**Article**:
========================================================================
This has always seemed like a bit of a taboo, but there must be many acts who've done it. No doubt it's often due to record company pressure but it never fails to shock me. Here are two examples - I'd love to hear more. Surely this must have happened in the 60s?

Sparklehorse - Dreamt For Light Years In The Belly Of A Mountain reuses a b-side from a single off the previous album and renames it to become the title track, and reuses (albeit a different version) a Japanese bonus track also from the previous album. In total, nearly 20 minutes of material is reused!

Weezer - Maladroit's UK version reuses "Island In The Sun" from the previous album. Why? I would have felt so cheated at the time if Maladroit hadn't been pretty crap anyway.

Who else? Let's expose this shocking practice!

SteveDave

Everyone's favourite money-grubbing socialists PRML SCRM did this on "XTRMNTR" There 2 mixes of "Swastika Eyes" and a remix of "If They Move, Kill 'Em" from the previous album.
========================================================================
**Data rows**:
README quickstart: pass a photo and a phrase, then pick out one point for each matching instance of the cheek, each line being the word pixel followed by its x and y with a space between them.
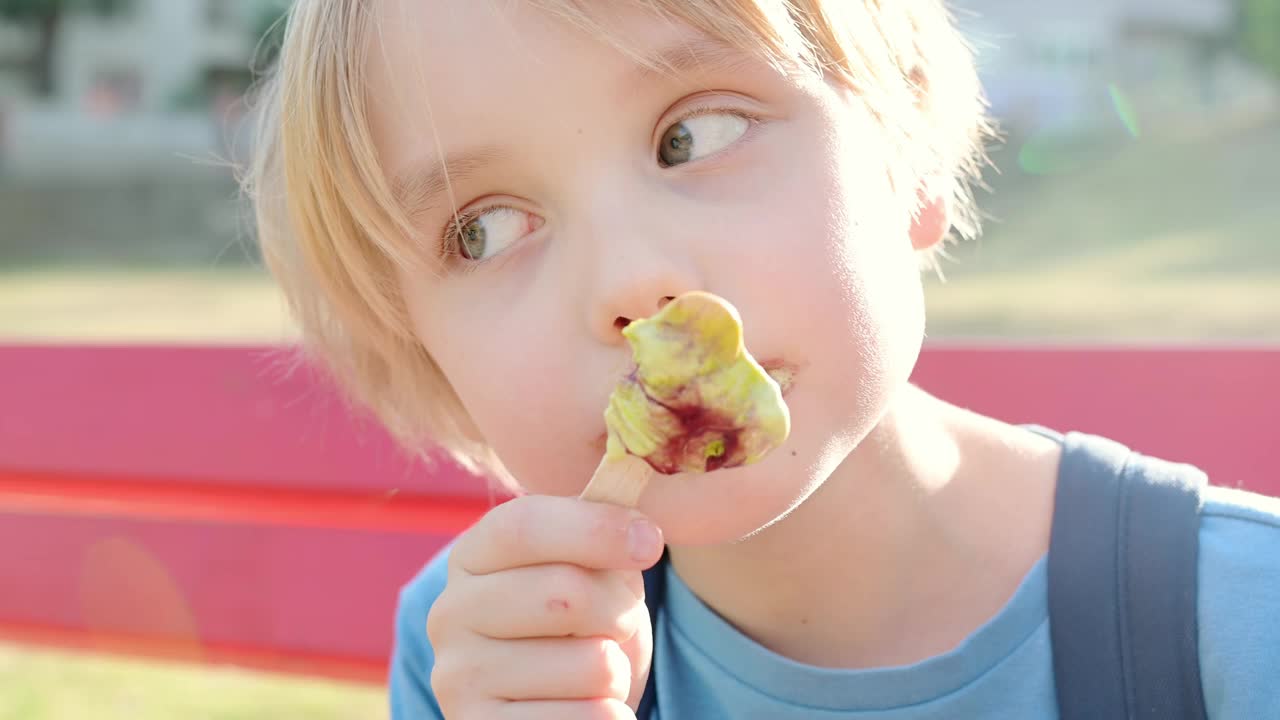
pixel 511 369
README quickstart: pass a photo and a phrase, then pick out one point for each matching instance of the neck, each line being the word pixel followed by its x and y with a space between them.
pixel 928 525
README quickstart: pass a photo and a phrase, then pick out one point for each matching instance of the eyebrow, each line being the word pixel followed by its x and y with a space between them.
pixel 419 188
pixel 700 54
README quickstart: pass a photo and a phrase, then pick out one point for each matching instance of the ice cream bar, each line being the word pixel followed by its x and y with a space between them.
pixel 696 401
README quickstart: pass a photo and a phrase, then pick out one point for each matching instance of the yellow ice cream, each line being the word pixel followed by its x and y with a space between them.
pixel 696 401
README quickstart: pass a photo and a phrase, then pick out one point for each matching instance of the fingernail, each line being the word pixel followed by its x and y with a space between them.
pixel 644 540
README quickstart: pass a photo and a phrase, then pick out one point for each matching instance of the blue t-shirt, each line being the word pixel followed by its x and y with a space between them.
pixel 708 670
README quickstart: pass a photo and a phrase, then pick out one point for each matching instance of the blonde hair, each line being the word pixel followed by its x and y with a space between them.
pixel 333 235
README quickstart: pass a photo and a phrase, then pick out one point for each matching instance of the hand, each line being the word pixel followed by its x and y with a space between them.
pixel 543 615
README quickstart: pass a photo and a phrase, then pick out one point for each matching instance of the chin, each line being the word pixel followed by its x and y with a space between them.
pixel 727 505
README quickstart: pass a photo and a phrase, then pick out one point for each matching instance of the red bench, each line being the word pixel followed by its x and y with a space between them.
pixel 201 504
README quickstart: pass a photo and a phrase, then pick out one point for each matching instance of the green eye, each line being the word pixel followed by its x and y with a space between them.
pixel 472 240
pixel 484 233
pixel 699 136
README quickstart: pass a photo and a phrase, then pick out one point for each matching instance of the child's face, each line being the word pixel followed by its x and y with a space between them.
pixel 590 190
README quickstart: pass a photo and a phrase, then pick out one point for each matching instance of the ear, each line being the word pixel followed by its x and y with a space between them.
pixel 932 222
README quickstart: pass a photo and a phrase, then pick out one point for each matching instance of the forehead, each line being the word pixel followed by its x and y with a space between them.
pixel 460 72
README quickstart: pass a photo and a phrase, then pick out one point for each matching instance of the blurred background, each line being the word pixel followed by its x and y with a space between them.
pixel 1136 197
========================================================================
**Exercise requirements**:
**1.** Reproduce the stretch of the post about albums reusing earlier tracks from "This has always" through "material is reused!".
**2.** Write the next part of the post about albums reusing tracks from earlier releases, picking up after its last sentence.

**Results for each task**:
**1.**
This has always seemed like a bit of a taboo, but there must be many acts who've done it. No doubt it's often due to record company pressure but it never fails to shock me. Here are two examples - I'd love to hear more. Surely this must have happened in the 60s?

Sparklehorse - Dreamt For Light Years In The Belly Of A Mountain reuses a b-side from a single off the previous album and renames it to become the title track, and reuses (albeit a different version) a Japanese bonus track also from the previous album. In total, nearly 20 minutes of material is reused!

**2.**
I too used an upbeat sort of remix of a song from my old band's first album on my old band's second album.

lazyhour

You did?? I'm afraid you're off the creative roll call.

dontpaintyourteeth

radiohead - morning bellend

edit: i already know someone will go ahh but both of those were recorded at the same time. yes. i know. i know that

PaulTMA

Quote from: lazyhour on January 18, 2024, 09:37:14 AMWeezer - Maladroit's UK version reuses "Island In The Sun" from the previous album. Why? I would have felt so cheated at the time if Maladroit hadn't been pretty crap anyway.

It was a massive hit in France and stayed around in the charts for ages.  As Maladroit came out surprisingly lightning fast after The Green Album, someone decided it was a good idea to tag it on the end of all European copies of the new album.

'Living Without You' was also an EU bonus track though I don't think it was clearly marked as such, so really the album should end with 'December'.

PaulTMA

The dB's 'Amplifier' got added in slightly remixed form on Like This, the follow up to Repercussion where it originally appeared, again due to being something of a hit that stuck around, meaning it's on two albums where I skip it every time.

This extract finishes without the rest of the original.